Each line of the material below should be reproduced exactly.

◆ Data provided:
▼▼▼

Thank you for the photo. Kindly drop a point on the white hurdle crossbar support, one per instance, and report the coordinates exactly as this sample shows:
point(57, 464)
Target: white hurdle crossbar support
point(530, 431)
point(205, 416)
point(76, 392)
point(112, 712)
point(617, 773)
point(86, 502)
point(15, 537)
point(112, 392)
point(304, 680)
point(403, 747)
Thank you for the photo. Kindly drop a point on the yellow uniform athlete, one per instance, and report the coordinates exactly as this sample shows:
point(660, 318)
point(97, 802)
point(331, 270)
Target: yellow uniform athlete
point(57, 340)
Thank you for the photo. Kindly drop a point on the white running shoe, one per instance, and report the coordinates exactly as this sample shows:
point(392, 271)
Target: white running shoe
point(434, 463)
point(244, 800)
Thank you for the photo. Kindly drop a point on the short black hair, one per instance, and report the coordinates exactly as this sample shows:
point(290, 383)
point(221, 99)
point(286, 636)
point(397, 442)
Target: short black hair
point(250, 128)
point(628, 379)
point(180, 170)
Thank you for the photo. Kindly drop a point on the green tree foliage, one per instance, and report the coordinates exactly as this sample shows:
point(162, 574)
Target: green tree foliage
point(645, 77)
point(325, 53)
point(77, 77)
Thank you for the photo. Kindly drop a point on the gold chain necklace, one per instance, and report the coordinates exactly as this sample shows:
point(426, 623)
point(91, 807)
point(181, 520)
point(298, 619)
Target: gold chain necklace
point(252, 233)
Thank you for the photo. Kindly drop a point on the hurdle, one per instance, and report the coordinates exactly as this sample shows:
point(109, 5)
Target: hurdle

▲▲▲

◆ Final answer:
Thank you for the photo. Kindly drop a point on the white hurdle crossbar support, one per instance, and report the coordinates exactly as this sample shows:
point(57, 464)
Target: white hurdle crossbar support
point(530, 431)
point(205, 416)
point(76, 392)
point(112, 712)
point(617, 773)
point(86, 502)
point(15, 537)
point(112, 392)
point(304, 680)
point(403, 747)
Thank you for the photo. Kindly drop a point on the yellow uniform athlete, one per instance, and report the coordinates exactly as this sample shows:
point(660, 318)
point(97, 802)
point(331, 270)
Target: yellow uniform athlete
point(57, 340)
Thank you for the photo. Kindly drop a point on the white running shoe, one per instance, and report the coordinates exactly as this sample shows:
point(392, 271)
Target: white running shoe
point(434, 463)
point(244, 800)
Thank you for the photo. Kindly drop a point on the short black hair, one per instance, and report the coordinates exactly as this sample shows:
point(290, 383)
point(221, 99)
point(286, 636)
point(397, 442)
Target: short black hair
point(250, 128)
point(628, 379)
point(180, 170)
Thank you for the photo. Kindly drop a point on the green tree foliage, one per instance, and report the coordinates exactly as this sample shows:
point(162, 574)
Target: green tree foliage
point(645, 77)
point(325, 53)
point(77, 77)
Thank you for the photo. Kindly drop a point on the gold chain necklace, one per instance, and report the coordinates exactly as this sample shows:
point(426, 623)
point(91, 807)
point(181, 520)
point(298, 619)
Target: gold chain necklace
point(252, 233)
Thank you for the photo. Kindly drop a point on the hurdle, one per instance, and report the coordinates exactly as this sample shows:
point(109, 5)
Target: hurdle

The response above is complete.